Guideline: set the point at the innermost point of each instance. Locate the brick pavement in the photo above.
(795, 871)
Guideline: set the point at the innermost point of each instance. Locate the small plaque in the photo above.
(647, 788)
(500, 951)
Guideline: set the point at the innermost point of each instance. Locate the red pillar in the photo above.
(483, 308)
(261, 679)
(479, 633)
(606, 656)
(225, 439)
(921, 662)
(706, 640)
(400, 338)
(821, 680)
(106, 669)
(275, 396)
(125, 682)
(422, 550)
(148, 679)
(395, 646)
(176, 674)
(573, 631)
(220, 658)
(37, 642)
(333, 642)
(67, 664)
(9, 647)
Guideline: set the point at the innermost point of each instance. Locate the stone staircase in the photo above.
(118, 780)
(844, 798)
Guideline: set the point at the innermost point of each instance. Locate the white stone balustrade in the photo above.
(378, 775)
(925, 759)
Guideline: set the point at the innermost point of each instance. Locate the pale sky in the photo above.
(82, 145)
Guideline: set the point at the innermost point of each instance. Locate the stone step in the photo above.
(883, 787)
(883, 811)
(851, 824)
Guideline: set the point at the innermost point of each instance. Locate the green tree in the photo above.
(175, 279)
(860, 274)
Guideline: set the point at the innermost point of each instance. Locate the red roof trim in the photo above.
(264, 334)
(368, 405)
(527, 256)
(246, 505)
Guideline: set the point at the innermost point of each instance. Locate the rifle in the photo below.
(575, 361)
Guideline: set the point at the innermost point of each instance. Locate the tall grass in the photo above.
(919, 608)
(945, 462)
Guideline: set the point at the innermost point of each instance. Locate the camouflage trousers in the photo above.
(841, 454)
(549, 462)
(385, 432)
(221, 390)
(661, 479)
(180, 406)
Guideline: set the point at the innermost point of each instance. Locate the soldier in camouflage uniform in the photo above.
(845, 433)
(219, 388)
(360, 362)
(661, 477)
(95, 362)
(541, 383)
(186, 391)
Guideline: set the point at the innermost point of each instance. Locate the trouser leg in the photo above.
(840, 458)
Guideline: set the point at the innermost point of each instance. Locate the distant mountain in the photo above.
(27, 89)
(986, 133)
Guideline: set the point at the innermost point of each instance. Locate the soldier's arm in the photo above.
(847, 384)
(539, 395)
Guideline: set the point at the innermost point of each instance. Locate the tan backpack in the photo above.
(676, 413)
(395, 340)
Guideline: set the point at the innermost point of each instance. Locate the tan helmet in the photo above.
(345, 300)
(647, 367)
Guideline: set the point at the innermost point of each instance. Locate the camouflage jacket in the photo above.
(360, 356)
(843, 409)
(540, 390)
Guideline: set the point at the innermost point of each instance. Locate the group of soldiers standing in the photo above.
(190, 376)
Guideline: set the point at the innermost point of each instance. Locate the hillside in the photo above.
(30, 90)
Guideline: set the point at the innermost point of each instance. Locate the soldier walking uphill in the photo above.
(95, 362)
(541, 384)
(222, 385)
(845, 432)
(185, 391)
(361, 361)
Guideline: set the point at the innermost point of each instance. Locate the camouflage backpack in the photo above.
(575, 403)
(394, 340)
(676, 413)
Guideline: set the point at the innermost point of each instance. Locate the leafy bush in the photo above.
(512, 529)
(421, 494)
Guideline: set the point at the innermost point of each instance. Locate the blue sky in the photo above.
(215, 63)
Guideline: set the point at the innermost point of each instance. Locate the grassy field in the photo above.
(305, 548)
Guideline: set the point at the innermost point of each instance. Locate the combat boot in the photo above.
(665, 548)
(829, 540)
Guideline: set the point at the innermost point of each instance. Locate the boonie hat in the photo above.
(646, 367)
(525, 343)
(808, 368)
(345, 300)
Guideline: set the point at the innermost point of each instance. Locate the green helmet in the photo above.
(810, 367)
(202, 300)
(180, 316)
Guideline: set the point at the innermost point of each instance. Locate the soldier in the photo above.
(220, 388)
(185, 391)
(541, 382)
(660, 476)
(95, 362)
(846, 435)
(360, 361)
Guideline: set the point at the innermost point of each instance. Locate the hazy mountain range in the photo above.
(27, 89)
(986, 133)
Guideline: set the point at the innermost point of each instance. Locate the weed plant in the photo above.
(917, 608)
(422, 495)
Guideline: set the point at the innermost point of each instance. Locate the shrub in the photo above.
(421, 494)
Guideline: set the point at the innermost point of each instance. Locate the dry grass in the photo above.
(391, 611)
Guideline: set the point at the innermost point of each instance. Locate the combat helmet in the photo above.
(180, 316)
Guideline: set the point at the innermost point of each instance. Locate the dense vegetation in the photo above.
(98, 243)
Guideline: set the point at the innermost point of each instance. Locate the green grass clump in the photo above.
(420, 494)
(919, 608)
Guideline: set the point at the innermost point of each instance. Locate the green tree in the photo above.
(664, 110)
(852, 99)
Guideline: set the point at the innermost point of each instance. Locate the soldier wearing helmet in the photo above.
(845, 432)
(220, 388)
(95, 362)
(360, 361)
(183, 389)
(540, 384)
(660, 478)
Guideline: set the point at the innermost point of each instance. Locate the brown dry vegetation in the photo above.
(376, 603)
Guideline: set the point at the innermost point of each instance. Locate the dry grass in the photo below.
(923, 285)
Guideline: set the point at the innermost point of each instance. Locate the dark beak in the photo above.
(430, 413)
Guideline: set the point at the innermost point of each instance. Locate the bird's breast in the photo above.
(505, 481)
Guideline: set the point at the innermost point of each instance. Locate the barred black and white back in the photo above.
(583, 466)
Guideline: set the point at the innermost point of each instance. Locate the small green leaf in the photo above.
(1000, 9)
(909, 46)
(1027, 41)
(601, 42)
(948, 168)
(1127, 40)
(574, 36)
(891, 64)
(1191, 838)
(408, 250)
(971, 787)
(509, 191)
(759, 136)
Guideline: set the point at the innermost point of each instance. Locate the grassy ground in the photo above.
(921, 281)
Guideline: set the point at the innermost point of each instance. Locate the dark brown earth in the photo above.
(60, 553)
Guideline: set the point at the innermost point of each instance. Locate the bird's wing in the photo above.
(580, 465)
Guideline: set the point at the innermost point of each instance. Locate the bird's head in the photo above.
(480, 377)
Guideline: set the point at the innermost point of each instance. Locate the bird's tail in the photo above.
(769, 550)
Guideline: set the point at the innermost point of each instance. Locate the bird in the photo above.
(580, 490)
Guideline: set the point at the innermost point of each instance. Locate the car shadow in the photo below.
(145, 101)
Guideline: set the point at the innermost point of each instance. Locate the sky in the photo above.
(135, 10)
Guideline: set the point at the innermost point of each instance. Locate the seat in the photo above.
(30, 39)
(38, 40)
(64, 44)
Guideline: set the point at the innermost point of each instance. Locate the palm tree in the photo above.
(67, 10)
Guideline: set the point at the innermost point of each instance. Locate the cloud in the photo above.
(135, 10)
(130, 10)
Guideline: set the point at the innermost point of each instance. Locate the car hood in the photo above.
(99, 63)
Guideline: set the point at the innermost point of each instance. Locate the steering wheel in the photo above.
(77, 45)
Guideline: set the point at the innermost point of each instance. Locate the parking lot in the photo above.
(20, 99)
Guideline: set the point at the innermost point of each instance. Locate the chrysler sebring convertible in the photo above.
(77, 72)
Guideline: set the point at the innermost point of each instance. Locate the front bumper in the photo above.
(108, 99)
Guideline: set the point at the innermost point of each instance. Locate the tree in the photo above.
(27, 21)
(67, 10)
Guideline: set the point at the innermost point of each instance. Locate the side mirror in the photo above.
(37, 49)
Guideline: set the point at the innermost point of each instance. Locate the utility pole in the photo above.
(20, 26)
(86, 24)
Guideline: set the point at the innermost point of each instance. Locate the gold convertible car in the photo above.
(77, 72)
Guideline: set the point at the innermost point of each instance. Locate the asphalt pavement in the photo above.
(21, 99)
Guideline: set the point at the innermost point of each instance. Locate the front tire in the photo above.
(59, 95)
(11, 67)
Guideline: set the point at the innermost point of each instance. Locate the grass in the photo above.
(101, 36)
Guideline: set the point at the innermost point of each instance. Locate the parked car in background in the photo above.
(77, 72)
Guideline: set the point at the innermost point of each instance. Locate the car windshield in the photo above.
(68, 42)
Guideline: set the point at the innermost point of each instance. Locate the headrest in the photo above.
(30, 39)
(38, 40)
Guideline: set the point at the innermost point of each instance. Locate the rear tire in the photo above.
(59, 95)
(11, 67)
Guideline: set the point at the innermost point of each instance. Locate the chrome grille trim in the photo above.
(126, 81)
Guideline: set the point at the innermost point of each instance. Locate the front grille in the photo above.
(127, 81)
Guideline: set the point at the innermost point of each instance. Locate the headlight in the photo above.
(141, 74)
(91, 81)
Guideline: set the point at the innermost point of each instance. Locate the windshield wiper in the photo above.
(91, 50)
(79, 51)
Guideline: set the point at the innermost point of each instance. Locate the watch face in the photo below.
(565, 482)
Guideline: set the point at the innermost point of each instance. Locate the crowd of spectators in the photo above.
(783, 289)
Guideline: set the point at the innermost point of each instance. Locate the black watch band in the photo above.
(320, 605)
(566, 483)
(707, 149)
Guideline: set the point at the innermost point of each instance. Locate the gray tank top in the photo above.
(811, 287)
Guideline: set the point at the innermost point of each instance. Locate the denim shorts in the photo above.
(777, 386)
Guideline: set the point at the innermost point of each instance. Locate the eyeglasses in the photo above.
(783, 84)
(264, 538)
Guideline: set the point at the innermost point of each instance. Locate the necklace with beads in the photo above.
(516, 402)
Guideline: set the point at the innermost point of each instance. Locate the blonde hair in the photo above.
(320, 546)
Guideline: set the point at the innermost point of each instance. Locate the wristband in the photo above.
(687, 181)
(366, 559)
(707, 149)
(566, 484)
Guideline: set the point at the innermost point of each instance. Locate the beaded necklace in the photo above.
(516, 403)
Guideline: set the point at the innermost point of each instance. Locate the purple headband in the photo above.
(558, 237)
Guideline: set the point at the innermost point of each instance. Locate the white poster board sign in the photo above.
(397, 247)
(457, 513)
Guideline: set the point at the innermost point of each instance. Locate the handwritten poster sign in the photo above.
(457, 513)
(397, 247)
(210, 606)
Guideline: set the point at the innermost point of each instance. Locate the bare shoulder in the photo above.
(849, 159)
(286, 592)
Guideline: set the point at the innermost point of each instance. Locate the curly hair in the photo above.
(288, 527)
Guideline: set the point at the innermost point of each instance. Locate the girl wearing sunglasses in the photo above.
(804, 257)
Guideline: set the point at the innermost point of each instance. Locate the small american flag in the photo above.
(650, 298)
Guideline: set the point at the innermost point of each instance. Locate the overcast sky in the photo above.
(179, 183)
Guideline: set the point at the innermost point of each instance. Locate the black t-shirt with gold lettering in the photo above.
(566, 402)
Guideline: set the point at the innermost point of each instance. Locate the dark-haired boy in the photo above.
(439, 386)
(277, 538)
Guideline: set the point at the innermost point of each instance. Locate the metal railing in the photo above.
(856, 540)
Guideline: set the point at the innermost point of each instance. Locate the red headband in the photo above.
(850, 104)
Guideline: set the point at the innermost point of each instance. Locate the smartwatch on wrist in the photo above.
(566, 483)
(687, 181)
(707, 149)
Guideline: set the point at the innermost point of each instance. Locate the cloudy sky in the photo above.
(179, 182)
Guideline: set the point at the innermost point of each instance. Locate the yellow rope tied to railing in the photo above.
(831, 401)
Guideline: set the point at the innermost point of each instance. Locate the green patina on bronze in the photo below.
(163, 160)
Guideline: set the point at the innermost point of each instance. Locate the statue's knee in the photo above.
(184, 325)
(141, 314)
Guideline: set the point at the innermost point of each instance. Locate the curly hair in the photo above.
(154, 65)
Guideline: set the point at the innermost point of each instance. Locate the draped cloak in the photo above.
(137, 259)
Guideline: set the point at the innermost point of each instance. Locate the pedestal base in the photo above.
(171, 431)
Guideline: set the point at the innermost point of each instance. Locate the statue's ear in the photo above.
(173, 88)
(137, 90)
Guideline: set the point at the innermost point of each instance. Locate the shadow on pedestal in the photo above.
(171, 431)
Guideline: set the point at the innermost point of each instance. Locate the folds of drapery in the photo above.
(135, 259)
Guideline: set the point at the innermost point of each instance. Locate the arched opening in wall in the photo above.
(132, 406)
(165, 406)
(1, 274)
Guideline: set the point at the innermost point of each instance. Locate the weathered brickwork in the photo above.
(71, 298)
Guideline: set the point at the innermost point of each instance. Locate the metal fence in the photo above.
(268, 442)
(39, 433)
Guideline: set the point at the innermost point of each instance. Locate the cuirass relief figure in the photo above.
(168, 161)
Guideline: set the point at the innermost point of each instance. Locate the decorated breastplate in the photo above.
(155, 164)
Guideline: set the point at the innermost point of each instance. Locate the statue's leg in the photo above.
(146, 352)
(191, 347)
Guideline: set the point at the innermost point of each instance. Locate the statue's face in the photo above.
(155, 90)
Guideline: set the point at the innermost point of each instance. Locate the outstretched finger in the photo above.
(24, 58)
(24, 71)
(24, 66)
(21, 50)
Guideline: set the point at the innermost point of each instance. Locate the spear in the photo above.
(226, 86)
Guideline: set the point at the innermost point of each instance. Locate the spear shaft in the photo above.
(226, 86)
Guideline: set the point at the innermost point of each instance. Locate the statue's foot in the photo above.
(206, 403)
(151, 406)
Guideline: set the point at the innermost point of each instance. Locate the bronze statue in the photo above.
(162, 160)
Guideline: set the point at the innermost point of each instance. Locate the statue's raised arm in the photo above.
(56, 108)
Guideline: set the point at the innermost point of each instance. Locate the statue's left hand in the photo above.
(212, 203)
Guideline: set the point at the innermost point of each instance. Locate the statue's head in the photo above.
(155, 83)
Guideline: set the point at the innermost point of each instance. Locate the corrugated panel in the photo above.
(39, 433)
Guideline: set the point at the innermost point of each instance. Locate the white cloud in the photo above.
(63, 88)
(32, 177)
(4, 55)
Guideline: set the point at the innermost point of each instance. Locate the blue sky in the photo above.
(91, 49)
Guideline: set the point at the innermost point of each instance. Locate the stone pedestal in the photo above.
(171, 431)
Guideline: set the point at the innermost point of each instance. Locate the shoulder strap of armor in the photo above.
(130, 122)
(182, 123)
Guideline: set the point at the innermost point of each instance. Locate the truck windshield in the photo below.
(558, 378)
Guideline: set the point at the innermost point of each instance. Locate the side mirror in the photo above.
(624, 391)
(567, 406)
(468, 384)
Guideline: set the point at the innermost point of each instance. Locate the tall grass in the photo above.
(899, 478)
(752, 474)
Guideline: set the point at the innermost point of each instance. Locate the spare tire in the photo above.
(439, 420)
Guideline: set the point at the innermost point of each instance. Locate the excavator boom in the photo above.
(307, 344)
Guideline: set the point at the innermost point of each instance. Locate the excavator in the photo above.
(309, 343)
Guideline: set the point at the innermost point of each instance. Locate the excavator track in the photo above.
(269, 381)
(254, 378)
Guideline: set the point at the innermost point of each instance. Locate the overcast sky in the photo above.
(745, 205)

◇ ◇ ◇ ◇ ◇

Assignment
Print nothing but the lines from the one that contains "spare tire in the photo above." to the final line of the data, both included, exactly as they read.

Response to the exercise
Guideline: set the point at the innermost point of each instance. Locate the spare tire in the photo above.
(439, 420)
Guideline: set the point at the innermost point of each instance. Locate the excavator boom in the photo above.
(307, 344)
Guideline: set the point at the innermost point of each instance. Locate the excavator in the photo above.
(309, 343)
Guideline: set the point at the innermost point of each instance. Locate the excavator track in the photo above.
(269, 381)
(254, 378)
Guideline: set the point at the innermost point of each instance. Locate the overcast sky in the photo above.
(745, 205)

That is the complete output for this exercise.